### Texte fourni

L'histoire
Radha se souvient des années passées… Pour lui offrir un mariage fastueux, sa mère a hypothéqué la ferme familiale auprès d’un usurier. Elle et son mari travaillent dur afin de rembourser le prêt. Plusieurs enfants naissent. Mais le temps passe et l’usurier continue de venir prélever chaque saison sa part des récoltes, de menacer de prendre le terrain et de vouloir confisquer le bétail. Radha a à peine de quoi nourrir ses enfants. C’est alors que son mari est victime d’un accident de travail dans lequel il perd ses deux bras. Il la quitte afin de ne pas être un fardeau pour elle. La femme se retrouve seule avec ses enfants. Ceux-ci, plus tard, parviendront-ils à lever la malédiction qui semble peser sur la famille depuis des générations ?
Le metteur en scène Mehboob Khan
Si l’on demande à un cinéphile occidental de citer un cinéaste indien au hasard, il risque fort de répondre : Satyajit Ray. Un nom prestigieux et synonyme d’un cinéma ascétique mondialement acclamé par la critique. A l’inverse, un natif de Bombay, Delhi, Madras ou Calcutta mentionnera probablement un nom qui évoque le cinéma populaire, avec tout ce que cela comporte d’envolées mélodramatiques et de chansons, un nom comme celui de… Mehboob Khan.

######
### Données fournies

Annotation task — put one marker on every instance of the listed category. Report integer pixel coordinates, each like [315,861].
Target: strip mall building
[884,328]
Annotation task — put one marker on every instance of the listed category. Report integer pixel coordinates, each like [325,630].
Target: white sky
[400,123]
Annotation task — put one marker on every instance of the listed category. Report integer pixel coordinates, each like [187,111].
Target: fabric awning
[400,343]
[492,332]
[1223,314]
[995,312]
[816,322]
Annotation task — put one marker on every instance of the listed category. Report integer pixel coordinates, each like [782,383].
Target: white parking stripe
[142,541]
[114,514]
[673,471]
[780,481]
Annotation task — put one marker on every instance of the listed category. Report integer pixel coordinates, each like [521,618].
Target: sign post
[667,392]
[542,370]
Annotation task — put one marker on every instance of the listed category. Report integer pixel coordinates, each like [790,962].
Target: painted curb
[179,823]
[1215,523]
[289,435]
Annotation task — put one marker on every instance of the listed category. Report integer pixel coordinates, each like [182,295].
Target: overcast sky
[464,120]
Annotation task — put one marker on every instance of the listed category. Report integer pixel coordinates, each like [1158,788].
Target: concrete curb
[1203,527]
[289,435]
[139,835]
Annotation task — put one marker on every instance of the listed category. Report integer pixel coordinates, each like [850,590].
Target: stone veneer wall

######

**Travail demandé:**
A – Relevez toutes les villes indiennes citées dans le texte sur Mehboob Khan.
B – Poursuivez le texte sur Mehboob Khan après sa dernière phrase.

**Réponses dans l'ordre:**
A – Bombay, Delhi, Madras, Calcutta

B –
Pourtant, son cinéma est loin de n’être que légèreté des intrigues et plaisir des danses. Son thème favori ? La lutte des pauvres contre les riches. Mais à travers un style très expressif qui, au-delà des différences de dialectes, au-delà des différences de classes, a conquis l’ensemble du public indien - et même plus.
Né en 1907 dans le village de Bilimora, dans la région de Gujarat, Mehboob Khan quitte ce monde rural dans lequel il a grandi pour devenir homme à tout faire à Bollywood. En 1927, on l’aperçoit en voleur dans une version d’Ali Baba et les quarante voleurs. En 1935, il tourne son premier film pour la compagnie Sagar Movietone : Judgement of Allah, inspiré de la fresque de Cecil B. De Mille, Le Signe de la croix, tournée trois ans plus tôt. Cette épopée riche en drames, en batailles et en catastrophes naturelles obtient un immense succès, qui lui vaut ce surnom qui lui collera à la peau, celui de « Cecil B. De Mille indien ».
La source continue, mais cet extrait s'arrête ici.